• _PASSAGE SHOWN_:
----

By TIOL News Service

CHENNAI, SEPT 06, 2018: THE respondent is an importer of hydraulic components like valves, pumps and filter etc., for the manufacture of hydraulic systems for wind industries, from their related group companies which are outside the country.

The Customs Authorities, Chennai, prima facie found that the petitioner (importer) and the Foreign Supplier are related under Rule 2(2) of the Customs Valuation (Determination of Valuation of Imported Goods) Rules, 2007.

Accordingly, the assessing authority passed an order for provisional assessment of the imports with 1% extra duty deposit.

Aggrieved with this order, the department filed an appeal and the Commissioner(A) set aside the order and remanded the matter to the Adjudicating Authority.

The CESTAT held that the order of remand by the Appellate Authority was unjustified.We reported this order dated 16.08.2017 as - 2017-TIOL-4485-CESTAT-MAD.

----

• _DATA LINES_:
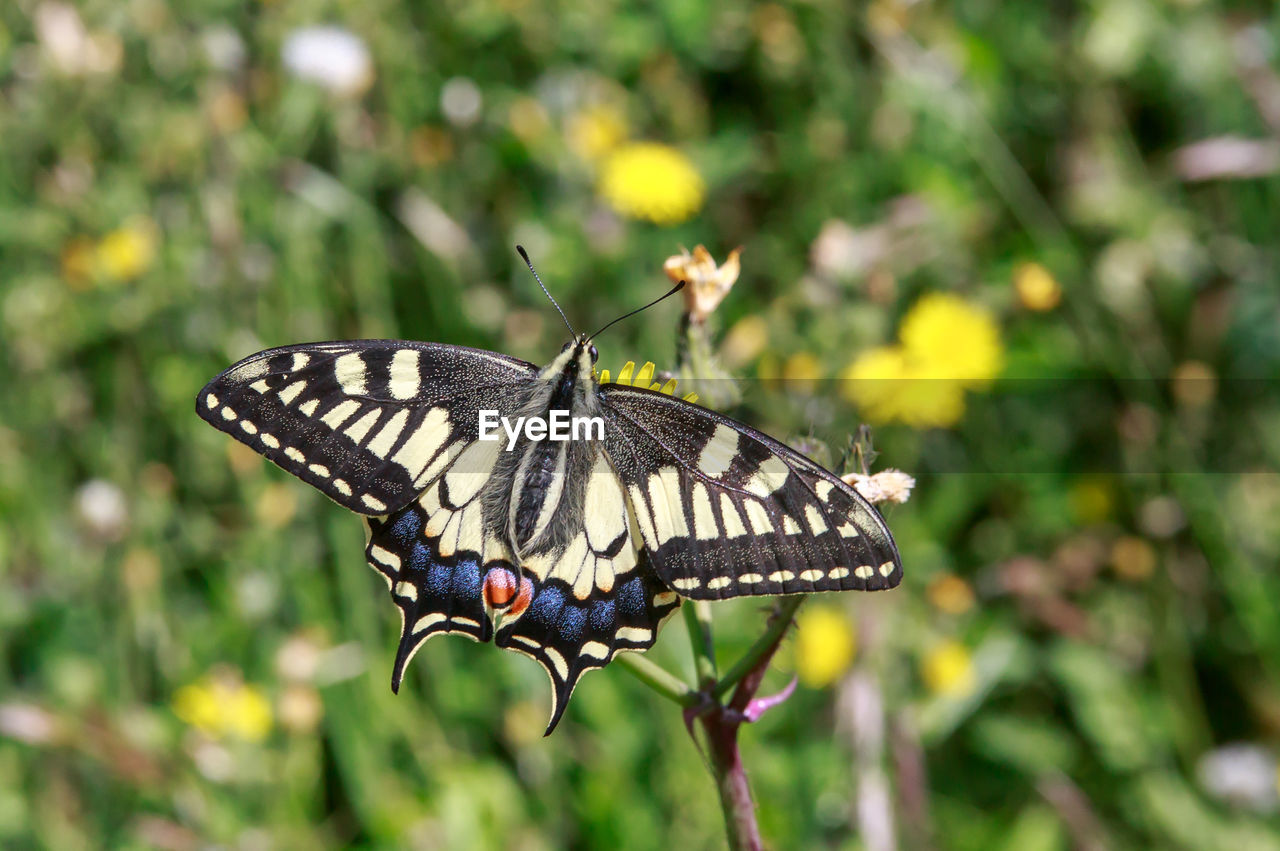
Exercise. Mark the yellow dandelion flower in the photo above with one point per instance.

----

• _REQUIREMENTS_:
• 1. Check each statement against the customs valuation report: (a) the importer sources its components from related group companies abroad; (b) the provisional assessment carried a 2% extra duty deposit; (c) the CESTAT found the remand order justified. Answer yes or no for each and quote the deciding words.
• 2. In the customs valuation report, under which rule did the Customs Authorities find the importer and the foreign supplier related?
• 3. Summarize the customs valuation report in two sentences.

• _SOLUTIONS BELOW_:
• 1.
(a) Yes: "from their related group companies which are outside the country"
(b) No: "provisional assessment of the imports with 1% extra duty deposit"
(c) No: "the order of remand by the Appellate Authority was unjustified"

• 2. Rule 2(2) of the Customs Valuation (Determination of Valuation of Imported Goods) Rules, 2007.

• 3. Chennai customs authorities found that an importer of hydraulic components for wind-industry hydraulic systems was related to its foreign supplier, and the imports were provisionally assessed with a 1% extra duty deposit. On the department's appeal, the Commissioner (Appeals) set that order aside and remanded the matter, but the CESTAT held the remand unjustified.